- **Records shown**
------------------------

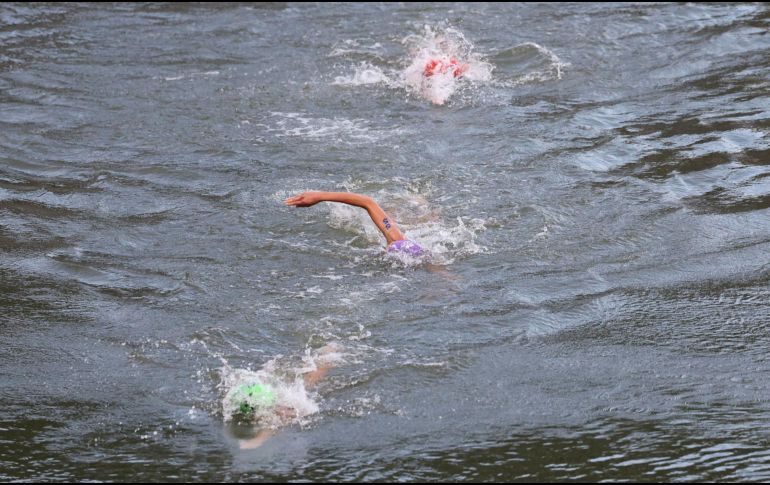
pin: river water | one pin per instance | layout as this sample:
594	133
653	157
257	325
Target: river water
594	193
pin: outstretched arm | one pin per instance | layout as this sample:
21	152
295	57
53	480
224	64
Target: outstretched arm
380	218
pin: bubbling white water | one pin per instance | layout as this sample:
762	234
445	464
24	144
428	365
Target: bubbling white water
450	48
291	394
445	45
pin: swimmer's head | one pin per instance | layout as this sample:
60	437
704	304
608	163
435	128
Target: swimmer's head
253	398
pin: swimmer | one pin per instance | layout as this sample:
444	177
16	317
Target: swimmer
395	240
259	401
442	66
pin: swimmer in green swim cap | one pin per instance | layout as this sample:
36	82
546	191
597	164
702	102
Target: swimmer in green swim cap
263	403
251	397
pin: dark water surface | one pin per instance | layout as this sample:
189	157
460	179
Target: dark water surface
598	210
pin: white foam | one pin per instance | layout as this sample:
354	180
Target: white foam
291	395
442	45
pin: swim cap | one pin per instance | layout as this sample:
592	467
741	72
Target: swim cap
440	66
250	397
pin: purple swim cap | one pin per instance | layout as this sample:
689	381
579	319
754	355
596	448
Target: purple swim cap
406	246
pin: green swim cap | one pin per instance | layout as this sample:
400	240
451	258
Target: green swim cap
249	397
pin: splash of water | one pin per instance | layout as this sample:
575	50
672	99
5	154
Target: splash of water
447	47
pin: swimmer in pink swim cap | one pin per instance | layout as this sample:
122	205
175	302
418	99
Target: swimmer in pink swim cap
395	239
442	66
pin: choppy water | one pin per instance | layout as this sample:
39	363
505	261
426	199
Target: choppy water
595	193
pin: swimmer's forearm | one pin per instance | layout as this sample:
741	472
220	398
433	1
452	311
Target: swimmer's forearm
384	223
349	198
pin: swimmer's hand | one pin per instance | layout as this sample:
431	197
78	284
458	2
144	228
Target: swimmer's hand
305	199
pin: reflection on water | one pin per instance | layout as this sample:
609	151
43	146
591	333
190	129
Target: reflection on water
594	191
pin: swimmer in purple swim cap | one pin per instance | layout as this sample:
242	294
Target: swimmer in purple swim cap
396	241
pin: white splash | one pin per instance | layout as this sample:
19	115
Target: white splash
293	402
452	53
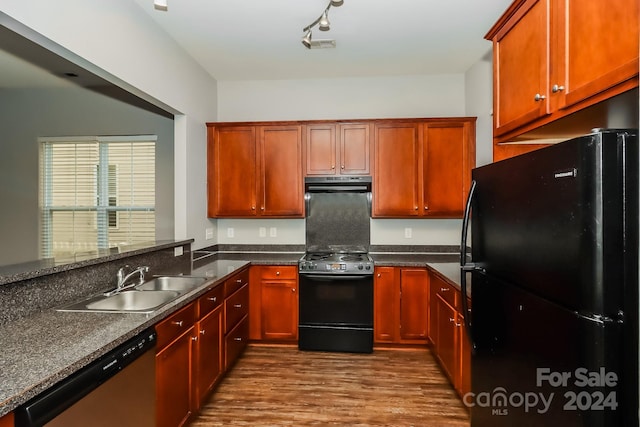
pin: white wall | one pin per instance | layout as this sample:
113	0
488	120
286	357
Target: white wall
117	40
479	103
347	98
355	98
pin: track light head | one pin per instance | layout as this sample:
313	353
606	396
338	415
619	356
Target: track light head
161	5
306	40
324	24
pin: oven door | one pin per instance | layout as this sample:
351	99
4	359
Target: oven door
336	313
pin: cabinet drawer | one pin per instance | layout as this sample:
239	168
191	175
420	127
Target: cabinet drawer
236	307
447	292
236	341
278	272
210	300
236	282
175	325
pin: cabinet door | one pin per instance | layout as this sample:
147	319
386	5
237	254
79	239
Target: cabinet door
231	173
385	305
280	191
208	354
354	149
465	359
414	304
521	68
396	180
447	344
173	381
321	149
279	310
597	47
447	163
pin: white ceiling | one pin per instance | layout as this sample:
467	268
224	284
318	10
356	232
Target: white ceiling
261	39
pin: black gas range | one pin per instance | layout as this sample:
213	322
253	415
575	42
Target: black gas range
336	273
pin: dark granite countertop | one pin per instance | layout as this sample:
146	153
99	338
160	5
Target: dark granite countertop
38	351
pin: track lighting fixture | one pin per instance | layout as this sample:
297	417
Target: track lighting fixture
306	40
161	5
322	22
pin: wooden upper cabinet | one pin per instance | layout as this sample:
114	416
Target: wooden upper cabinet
255	171
231	172
321	149
448	157
281	192
423	169
520	68
396	191
338	149
555	57
597	48
354	145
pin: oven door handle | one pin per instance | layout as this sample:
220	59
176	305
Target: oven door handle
334	277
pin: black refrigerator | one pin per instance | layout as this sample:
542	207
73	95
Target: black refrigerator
553	320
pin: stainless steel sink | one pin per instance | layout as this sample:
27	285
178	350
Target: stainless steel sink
133	301
172	283
145	298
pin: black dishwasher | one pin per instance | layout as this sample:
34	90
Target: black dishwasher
117	389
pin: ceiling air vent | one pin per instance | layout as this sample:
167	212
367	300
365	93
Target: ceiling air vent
322	44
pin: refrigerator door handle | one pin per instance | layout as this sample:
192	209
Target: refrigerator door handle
465	266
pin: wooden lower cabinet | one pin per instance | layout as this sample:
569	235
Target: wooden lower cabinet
236	321
274	303
174	354
401	304
196	345
208	357
447	333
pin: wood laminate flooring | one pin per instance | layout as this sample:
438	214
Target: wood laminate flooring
282	386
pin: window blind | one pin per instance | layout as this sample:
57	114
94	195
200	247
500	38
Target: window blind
96	193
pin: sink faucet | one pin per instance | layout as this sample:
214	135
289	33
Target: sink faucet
122	278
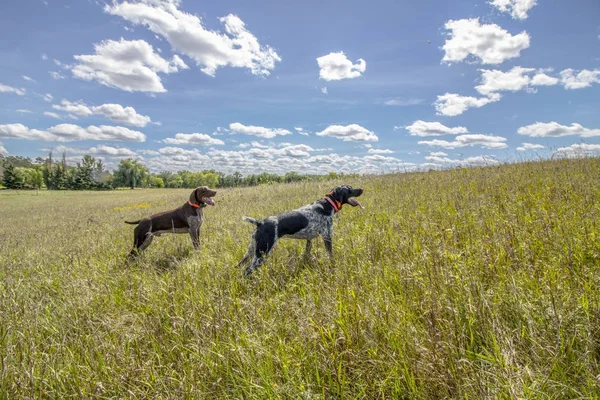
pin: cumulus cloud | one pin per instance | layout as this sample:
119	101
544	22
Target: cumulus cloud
554	129
469	161
302	131
485	141
452	104
541	79
194	139
56	75
489	43
267	133
437	154
10	89
518	9
111	151
530	146
423	129
114	112
51	114
579	150
572	79
336	66
70	132
403	102
351	132
186	34
130	65
514	80
380	151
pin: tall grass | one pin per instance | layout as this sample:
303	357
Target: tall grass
470	283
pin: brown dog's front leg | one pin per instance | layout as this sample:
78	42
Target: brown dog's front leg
195	235
328	245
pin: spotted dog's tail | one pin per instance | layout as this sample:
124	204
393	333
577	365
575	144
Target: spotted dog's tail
252	221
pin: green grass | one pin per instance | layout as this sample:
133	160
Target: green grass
471	284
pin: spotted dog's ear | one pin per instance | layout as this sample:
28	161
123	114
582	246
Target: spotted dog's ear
194	197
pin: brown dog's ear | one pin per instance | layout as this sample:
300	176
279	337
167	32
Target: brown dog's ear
194	197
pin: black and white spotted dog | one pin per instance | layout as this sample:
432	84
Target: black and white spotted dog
307	222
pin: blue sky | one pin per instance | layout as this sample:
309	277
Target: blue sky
274	86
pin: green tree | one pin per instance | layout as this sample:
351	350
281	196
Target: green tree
130	173
11	178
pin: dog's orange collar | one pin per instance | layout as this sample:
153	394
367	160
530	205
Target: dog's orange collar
194	204
334	203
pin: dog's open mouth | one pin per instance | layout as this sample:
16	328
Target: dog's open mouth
353	202
208	201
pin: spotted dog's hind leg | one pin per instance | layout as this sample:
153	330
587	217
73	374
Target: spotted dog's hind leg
248	254
327	239
142	238
265	239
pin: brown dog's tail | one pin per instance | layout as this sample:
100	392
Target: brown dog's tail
252	221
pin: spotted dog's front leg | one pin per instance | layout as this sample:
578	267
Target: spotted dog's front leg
195	234
327	235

------------------------

- **The exercise**
Rewrite the material above as a JSON list of strings, one string per line and blank lines omitted, covering every line from start to end. Leave the pictures out of the answer.

- **Exercise solution**
[
  "pin: river water | one pin per instance | layout as this sample:",
  "594\t133",
  "653\t157",
  "257\t325",
  "Target: river water",
  "594\t193",
  "pin: outstretched arm | one pin per instance | layout as this sample:",
  "21\t152",
  "295\t57",
  "53\t480",
  "224\t64",
  "Target: outstretched arm",
  "380\t218",
  "pin: bubbling white water | one pin per instance | layout as this sample:",
  "762\t234",
  "445\t464",
  "24\t144",
  "428\t365",
  "Target: bubbling white water",
  "450\t48",
  "291\t394",
  "445\t45",
  "pin: swimmer's head | one pin per instance | layout as this sample:",
  "60\t437",
  "704\t304",
  "608\t163",
  "435\t128",
  "Target: swimmer's head",
  "253\t398",
  "pin: swimmer | one pin per instance | layout as this sample:",
  "444\t177",
  "16\t317",
  "Target: swimmer",
  "395\t240",
  "259\t401",
  "442\t66",
  "pin: swimmer in green swim cap | one pin per instance | layout as this sample:",
  "36\t82",
  "546\t191",
  "597\t164",
  "702\t102",
  "Target: swimmer in green swim cap",
  "263\t403",
  "251\t397",
  "pin: dark water surface | one pin per instance | layout as this sample:",
  "189\t157",
  "460\t179",
  "Target: dark water surface",
  "598\t210",
  "pin: white foam | one pin per instance | layout as this sample:",
  "354\t180",
  "Target: white foam",
  "291\t395",
  "442\t45",
  "pin: swim cap | one pin per instance | layout as this sample:",
  "592\t467",
  "741\t72",
  "Target: swim cap",
  "440\t66",
  "250\t397",
  "pin: purple swim cap | one pin per instance | layout as this sample:",
  "689\t381",
  "579\t319",
  "754\t355",
  "596\t448",
  "Target: purple swim cap",
  "406\t246",
  "pin: green swim cap | one pin per instance | layout as this sample:",
  "400\t240",
  "451\t258",
  "Target: green swim cap",
  "249\t397",
  "pin: splash of water | one pin per instance | layout as this sample:",
  "575\t50",
  "672\t99",
  "5\t154",
  "Target: splash of water",
  "447\t47",
  "pin: swimmer in pink swim cap | one pin per instance | layout as this sample:",
  "122\t205",
  "175\t302",
  "418\t99",
  "Target: swimmer in pink swim cap",
  "395\t239",
  "442\t66",
  "pin: choppy water | one pin per instance | layout as this sample:",
  "39\t363",
  "505\t261",
  "426\t199",
  "Target: choppy water",
  "595\t193",
  "pin: swimmer's forearm | one pin per instance | layout as this sample:",
  "741\t472",
  "220\t398",
  "433\t1",
  "452\t311",
  "Target: swimmer's forearm",
  "384\t223",
  "349\t198",
  "pin: swimmer's hand | one pin per instance | layout as this sample:",
  "431\t197",
  "78\t284",
  "458\t2",
  "144\t228",
  "Target: swimmer's hand",
  "305\t199",
  "pin: reflection on water | one pin per instance | layout as this sample:",
  "609\t151",
  "43\t146",
  "591\t333",
  "190\t129",
  "Target: reflection on water",
  "594\t191",
  "pin: swimmer in purple swim cap | one pin per instance | layout as this sample:",
  "242\t294",
  "Target: swimmer in purple swim cap",
  "396\t241",
  "pin: white splash | one pin per instance | layout as this sample:",
  "19\t115",
  "Target: white splash",
  "293\t402",
  "452\t53",
  "pin: white wall | one pin per instance | layout as this sample:",
  "113\t0",
  "488\t120",
  "286\t357",
  "Target: white wall",
  "117\t40",
  "479\t103",
  "347\t98",
  "355\t98",
  "pin: track light head | one pin per instance | layout as this sample:",
  "313\t353",
  "606\t396",
  "338\t415",
  "619\t356",
  "Target: track light head",
  "161\t5",
  "306\t40",
  "324\t24",
  "pin: oven door | one pin per instance | layout as this sample:",
  "351\t99",
  "4\t359",
  "Target: oven door",
  "336\t313",
  "pin: cabinet drawer | one pin per instance | layout as this sample:",
  "239\t168",
  "191\t175",
  "420\t127",
  "Target: cabinet drawer",
  "236\t307",
  "447\t292",
  "236\t341",
  "278\t272",
  "210\t300",
  "236\t282",
  "175\t325",
  "pin: cabinet door | one pin per instance | layout as this sample:",
  "147\t319",
  "386\t5",
  "237\t254",
  "79\t239",
  "Target: cabinet door",
  "231\t173",
  "385\t305",
  "280\t191",
  "208\t354",
  "354\t149",
  "465\t359",
  "414\t304",
  "521\t68",
  "396\t180",
  "447\t344",
  "173\t381",
  "321\t149",
  "279\t310",
  "597\t47",
  "447\t163",
  "pin: white ceiling | one pin per instance | layout as this sample:",
  "467\t268",
  "224\t284",
  "318\t10",
  "356\t232",
  "Target: white ceiling",
  "261\t39",
  "pin: black gas range | one pin per instance | layout as this sample:",
  "213\t322",
  "253\t415",
  "575\t42",
  "Target: black gas range",
  "336\t273",
  "pin: dark granite countertop | one pin per instance | layout as this sample:",
  "146\t153",
  "99\t338",
  "160\t5",
  "Target: dark granite countertop",
  "38\t351",
  "pin: track lighting fixture | one pin per instance | layout as this sample:",
  "297\t417",
  "Target: track lighting fixture",
  "306\t40",
  "161\t5",
  "322\t22",
  "pin: wooden upper cabinet | one pin per instance | layout as this sample:",
  "114\t416",
  "Target: wooden upper cabinet",
  "255\t171",
  "231\t172",
  "321\t149",
  "448\t157",
  "281\t192",
  "423\t169",
  "520\t68",
  "396\t191",
  "338\t149",
  "555\t57",
  "597\t48",
  "354\t145",
  "pin: oven door handle | one pin per instance | layout as this sample:",
  "220\t59",
  "176\t305",
  "Target: oven door handle",
  "334\t277",
  "pin: black refrigerator | one pin per instance | layout as this sample:",
  "542\t207",
  "73\t95",
  "Target: black refrigerator",
  "553\t320",
  "pin: stainless steel sink | one pin per instance | layout as this sample:",
  "27\t285",
  "178\t350",
  "Target: stainless steel sink",
  "133\t301",
  "172\t283",
  "145\t298",
  "pin: black dishwasher | one pin per instance | layout as this sample:",
  "34\t90",
  "Target: black dishwasher",
  "117\t389",
  "pin: ceiling air vent | one pin per instance | layout as this sample:",
  "167\t212",
  "367\t300",
  "365\t93",
  "Target: ceiling air vent",
  "322\t44",
  "pin: refrigerator door handle | one pin per instance | layout as this sample:",
  "192\t209",
  "Target: refrigerator door handle",
  "465\t266",
  "pin: wooden lower cabinet | one pin per instance | layout as this sample:",
  "569\t235",
  "Target: wooden lower cabinet",
  "236\t321",
  "274\t303",
  "174\t354",
  "401\t304",
  "196\t345",
  "208\t357",
  "447\t333",
  "pin: wood laminate flooring | one pin per instance | layout as this sample:",
  "438\t214",
  "Target: wood laminate flooring",
  "282\t386",
  "pin: window blind | one pin per instance | layout as this sample:",
  "57\t114",
  "94\t195",
  "200\t247",
  "500\t38",
  "Target: window blind",
  "96\t193",
  "pin: sink faucet | one pin per instance | layout as this sample:",
  "214\t135",
  "289\t33",
  "Target: sink faucet",
  "122\t278",
  "pin: cumulus cloud | one pin per instance | layout as this sample:",
  "119\t101",
  "544\t22",
  "Target: cumulus cloud",
  "554\t129",
  "469\t161",
  "302\t131",
  "485\t141",
  "452\t104",
  "541\t79",
  "194\t139",
  "56\t75",
  "489\t43",
  "267\t133",
  "437\t154",
  "10\t89",
  "518\t9",
  "111\t151",
  "530\t146",
  "423\t129",
  "114\t112",
  "51\t114",
  "579\t150",
  "572\t79",
  "336\t66",
  "70\t132",
  "403\t102",
  "351\t132",
  "186\t34",
  "130\t65",
  "514\t80",
  "380\t151",
  "pin: tall grass | one pin per instance | layout as this sample:",
  "303\t357",
  "Target: tall grass",
  "470\t283",
  "pin: brown dog's front leg | one pin per instance | layout as this sample:",
  "78\t42",
  "Target: brown dog's front leg",
  "195\t235",
  "328\t245",
  "pin: spotted dog's tail | one pin per instance | layout as this sample:",
  "124\t204",
  "393\t333",
  "577\t365",
  "575\t144",
  "Target: spotted dog's tail",
  "252\t221",
  "pin: green grass | one pin per instance | layout as this sample:",
  "133\t160",
  "Target: green grass",
  "471\t284",
  "pin: spotted dog's ear | one pin per instance | layout as this sample:",
  "28\t161",
  "123\t114",
  "582\t246",
  "Target: spotted dog's ear",
  "194\t197",
  "pin: brown dog's ear | one pin per instance | layout as this sample:",
  "300\t176",
  "279\t337",
  "167\t32",
  "Target: brown dog's ear",
  "194\t197",
  "pin: black and white spotted dog | one pin per instance | layout as this sample:",
  "432\t84",
  "Target: black and white spotted dog",
  "307\t222",
  "pin: blue sky | one pin per instance | layout as this sample:",
  "309\t277",
  "Target: blue sky",
  "274\t86",
  "pin: green tree | one pin per instance | layout as this sample:",
  "351\t350",
  "281\t196",
  "Target: green tree",
  "130\t173",
  "11\t178",
  "pin: dog's orange collar | one pin per instance | layout as this sample:",
  "153\t394",
  "367\t160",
  "530\t205",
  "Target: dog's orange collar",
  "194\t204",
  "334\t203",
  "pin: dog's open mouth | one pin per instance | layout as this sample:",
  "16\t328",
  "Target: dog's open mouth",
  "353\t202",
  "208\t201",
  "pin: spotted dog's hind leg | one pin per instance | layout as this sample:",
  "153\t330",
  "587\t217",
  "73\t374",
  "Target: spotted dog's hind leg",
  "248\t254",
  "327\t239",
  "142\t238",
  "265\t239",
  "pin: brown dog's tail | one pin per instance | layout as this sample:",
  "100\t392",
  "Target: brown dog's tail",
  "252\t221",
  "pin: spotted dog's front leg | one pin per instance | layout as this sample:",
  "578\t267",
  "Target: spotted dog's front leg",
  "195\t234",
  "327\t235"
]